*Exercise:*
How many lines in the rows below contain the string "building"? Case counts. Reply with the number alone.

Records from a point labeling set
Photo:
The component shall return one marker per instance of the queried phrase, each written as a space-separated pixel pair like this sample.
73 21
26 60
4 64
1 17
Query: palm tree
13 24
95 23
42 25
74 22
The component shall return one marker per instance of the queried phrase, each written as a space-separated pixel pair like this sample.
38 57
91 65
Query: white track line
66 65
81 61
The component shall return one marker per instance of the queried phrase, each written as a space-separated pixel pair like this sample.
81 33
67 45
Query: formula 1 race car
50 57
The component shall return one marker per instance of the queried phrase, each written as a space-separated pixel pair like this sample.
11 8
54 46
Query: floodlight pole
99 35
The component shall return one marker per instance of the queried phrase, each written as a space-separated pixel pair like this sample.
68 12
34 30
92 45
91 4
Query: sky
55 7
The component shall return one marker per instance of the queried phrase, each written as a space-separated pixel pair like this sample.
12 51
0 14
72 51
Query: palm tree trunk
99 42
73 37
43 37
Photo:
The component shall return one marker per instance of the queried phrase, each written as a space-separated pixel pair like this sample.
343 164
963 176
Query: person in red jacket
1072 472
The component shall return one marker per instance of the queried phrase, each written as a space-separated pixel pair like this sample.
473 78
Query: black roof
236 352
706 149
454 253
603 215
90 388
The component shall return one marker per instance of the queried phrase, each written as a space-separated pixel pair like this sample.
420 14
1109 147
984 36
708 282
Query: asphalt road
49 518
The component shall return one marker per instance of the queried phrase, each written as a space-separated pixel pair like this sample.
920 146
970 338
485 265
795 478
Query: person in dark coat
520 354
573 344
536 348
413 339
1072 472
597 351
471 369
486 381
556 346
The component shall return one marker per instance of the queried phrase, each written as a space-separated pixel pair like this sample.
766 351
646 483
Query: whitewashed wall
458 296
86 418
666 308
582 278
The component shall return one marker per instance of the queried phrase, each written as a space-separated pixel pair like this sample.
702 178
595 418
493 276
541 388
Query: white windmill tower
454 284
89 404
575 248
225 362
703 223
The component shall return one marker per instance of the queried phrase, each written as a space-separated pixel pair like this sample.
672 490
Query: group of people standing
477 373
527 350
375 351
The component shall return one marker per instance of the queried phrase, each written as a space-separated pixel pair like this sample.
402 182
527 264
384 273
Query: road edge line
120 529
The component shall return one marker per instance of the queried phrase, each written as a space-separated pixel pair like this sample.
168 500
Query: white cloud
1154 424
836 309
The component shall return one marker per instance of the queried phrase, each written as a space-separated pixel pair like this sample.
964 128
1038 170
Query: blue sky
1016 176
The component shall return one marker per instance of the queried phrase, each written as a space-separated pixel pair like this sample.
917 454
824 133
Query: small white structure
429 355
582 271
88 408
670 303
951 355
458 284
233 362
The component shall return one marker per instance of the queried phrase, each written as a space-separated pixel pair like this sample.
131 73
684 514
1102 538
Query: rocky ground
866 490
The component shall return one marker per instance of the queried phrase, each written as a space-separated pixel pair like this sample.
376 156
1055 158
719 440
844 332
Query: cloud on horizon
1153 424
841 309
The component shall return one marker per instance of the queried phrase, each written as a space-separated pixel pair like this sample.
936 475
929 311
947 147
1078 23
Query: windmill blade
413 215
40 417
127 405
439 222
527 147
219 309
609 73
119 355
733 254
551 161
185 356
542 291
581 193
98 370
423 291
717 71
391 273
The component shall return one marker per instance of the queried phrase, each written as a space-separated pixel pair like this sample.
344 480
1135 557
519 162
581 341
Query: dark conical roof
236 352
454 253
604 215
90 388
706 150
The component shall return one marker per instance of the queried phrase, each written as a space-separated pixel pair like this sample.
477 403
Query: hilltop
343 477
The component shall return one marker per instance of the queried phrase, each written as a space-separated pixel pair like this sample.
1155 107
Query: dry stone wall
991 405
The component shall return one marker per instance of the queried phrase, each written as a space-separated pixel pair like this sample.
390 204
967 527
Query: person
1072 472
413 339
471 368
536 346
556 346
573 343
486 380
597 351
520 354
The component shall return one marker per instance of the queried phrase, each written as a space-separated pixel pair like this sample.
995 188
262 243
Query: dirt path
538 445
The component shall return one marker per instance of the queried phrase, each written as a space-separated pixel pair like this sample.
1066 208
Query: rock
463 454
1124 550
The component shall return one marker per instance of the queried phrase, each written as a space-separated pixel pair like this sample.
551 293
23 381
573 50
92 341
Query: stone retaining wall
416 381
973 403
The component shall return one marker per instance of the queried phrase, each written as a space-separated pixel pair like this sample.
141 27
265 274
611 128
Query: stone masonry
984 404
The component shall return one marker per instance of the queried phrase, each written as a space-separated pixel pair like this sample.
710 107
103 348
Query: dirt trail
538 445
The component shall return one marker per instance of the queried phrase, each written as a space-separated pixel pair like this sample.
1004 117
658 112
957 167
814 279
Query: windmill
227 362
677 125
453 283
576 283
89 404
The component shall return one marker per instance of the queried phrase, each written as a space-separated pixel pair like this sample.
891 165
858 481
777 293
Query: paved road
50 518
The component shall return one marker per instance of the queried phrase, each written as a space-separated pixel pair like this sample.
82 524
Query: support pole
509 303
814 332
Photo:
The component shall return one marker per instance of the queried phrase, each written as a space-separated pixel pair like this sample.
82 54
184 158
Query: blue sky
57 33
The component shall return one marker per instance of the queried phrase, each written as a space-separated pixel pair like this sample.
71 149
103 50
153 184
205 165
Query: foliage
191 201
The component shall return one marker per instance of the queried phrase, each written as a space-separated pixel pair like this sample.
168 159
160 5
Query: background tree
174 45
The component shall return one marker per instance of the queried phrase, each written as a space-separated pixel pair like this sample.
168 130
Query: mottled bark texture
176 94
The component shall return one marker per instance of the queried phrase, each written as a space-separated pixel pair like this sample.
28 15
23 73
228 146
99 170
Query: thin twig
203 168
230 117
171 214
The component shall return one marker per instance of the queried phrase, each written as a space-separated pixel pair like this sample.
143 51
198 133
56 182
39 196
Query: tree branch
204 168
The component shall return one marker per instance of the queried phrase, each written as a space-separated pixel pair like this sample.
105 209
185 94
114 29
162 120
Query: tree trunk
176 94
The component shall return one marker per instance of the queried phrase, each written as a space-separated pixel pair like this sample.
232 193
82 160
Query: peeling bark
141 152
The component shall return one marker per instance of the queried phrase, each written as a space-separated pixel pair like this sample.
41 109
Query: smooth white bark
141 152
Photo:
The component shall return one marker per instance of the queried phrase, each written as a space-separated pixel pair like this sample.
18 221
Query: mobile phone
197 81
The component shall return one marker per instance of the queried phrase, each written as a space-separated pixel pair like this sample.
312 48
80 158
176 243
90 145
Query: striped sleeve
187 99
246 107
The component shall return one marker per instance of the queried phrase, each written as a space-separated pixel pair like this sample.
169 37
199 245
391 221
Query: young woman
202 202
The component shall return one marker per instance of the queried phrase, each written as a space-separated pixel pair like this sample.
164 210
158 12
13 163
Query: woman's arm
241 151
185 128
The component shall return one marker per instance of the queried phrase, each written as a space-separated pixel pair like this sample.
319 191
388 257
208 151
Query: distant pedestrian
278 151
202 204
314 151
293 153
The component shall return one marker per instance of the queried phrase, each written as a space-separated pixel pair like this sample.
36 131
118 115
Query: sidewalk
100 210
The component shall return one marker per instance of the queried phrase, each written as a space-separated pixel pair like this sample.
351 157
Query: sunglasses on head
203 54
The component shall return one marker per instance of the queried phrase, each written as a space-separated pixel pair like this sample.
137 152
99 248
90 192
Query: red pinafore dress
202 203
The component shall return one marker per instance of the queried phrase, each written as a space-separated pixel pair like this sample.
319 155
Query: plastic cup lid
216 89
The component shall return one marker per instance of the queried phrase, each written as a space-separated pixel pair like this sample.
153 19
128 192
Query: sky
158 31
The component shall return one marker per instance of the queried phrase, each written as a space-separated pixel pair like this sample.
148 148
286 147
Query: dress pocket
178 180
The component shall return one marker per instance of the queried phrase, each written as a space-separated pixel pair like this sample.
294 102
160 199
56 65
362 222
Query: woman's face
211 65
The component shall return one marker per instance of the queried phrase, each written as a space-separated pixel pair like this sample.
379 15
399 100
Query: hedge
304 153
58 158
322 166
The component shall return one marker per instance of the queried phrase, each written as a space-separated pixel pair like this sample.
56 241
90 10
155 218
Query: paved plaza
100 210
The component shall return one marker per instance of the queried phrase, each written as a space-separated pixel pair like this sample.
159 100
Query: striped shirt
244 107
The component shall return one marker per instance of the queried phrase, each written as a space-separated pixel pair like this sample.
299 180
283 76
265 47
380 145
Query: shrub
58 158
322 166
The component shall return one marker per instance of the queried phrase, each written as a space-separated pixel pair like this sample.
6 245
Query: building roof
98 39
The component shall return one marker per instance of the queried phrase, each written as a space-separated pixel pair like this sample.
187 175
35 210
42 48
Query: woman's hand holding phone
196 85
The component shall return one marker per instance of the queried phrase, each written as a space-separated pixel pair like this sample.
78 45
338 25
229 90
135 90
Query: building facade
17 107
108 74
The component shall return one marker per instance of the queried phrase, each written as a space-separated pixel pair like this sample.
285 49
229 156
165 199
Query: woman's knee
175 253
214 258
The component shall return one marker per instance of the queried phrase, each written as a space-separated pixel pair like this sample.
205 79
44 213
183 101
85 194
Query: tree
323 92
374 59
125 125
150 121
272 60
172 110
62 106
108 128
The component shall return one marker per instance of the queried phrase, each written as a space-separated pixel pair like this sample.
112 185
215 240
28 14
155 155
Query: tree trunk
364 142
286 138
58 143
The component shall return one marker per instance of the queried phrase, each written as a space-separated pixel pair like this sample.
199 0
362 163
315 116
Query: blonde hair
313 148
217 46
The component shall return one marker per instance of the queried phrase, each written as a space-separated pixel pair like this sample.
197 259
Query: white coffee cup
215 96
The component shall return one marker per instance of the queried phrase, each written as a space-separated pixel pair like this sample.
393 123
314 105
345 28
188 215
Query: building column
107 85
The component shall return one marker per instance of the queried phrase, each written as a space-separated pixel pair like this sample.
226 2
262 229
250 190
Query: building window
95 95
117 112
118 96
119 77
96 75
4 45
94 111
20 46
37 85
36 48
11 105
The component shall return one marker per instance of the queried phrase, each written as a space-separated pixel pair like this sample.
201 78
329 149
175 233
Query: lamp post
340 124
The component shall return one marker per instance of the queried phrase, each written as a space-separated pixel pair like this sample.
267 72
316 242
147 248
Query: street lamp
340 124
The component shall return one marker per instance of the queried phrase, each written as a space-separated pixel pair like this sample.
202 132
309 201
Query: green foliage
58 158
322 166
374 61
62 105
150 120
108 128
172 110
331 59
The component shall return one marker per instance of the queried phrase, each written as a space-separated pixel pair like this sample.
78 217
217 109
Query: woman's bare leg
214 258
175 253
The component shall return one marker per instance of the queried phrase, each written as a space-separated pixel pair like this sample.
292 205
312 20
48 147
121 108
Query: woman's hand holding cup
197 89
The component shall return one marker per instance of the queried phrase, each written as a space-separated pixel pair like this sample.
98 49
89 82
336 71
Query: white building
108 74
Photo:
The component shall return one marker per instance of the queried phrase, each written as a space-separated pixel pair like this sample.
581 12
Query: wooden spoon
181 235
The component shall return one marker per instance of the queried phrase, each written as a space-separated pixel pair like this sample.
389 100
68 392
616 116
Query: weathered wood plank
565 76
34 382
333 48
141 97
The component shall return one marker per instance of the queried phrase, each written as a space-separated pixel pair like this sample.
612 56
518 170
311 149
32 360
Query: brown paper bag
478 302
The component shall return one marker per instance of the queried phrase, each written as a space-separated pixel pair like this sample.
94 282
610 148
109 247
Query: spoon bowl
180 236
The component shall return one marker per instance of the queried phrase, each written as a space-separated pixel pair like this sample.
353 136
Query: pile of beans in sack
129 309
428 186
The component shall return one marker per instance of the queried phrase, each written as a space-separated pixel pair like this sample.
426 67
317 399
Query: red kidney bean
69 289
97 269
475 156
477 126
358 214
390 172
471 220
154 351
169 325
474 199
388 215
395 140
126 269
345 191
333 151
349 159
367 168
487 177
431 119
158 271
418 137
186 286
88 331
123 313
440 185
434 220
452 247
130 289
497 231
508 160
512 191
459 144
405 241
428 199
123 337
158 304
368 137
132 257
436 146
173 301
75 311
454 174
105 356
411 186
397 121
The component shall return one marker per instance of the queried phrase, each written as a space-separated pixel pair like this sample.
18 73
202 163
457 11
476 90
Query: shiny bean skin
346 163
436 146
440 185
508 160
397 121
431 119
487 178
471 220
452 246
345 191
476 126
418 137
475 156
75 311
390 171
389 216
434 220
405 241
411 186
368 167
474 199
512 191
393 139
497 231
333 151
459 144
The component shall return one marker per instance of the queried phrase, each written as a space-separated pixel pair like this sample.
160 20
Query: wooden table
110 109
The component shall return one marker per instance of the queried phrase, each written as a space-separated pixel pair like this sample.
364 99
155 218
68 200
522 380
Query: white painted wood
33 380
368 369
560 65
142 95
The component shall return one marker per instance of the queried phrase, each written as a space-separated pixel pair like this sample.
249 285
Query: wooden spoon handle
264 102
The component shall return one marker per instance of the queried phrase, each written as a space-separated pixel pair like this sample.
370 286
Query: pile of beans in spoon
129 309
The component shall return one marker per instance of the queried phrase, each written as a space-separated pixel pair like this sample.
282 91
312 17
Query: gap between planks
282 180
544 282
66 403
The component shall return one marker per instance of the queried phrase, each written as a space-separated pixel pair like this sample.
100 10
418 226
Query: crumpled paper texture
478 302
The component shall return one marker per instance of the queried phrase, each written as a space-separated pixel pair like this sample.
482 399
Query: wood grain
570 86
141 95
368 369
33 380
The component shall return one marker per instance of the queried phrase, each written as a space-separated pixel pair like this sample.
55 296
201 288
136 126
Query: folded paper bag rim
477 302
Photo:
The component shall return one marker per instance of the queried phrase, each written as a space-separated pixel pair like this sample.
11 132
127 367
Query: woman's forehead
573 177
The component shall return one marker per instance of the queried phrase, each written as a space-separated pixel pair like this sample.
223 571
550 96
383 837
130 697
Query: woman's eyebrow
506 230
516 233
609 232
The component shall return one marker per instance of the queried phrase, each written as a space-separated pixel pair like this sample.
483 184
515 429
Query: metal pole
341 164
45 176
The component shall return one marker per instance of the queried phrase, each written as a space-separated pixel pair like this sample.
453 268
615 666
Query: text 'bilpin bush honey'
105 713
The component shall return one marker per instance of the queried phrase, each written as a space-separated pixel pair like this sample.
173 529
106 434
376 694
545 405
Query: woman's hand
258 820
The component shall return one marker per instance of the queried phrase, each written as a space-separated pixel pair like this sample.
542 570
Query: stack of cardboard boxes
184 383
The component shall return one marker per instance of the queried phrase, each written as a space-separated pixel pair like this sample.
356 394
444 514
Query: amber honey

*Final answer:*
5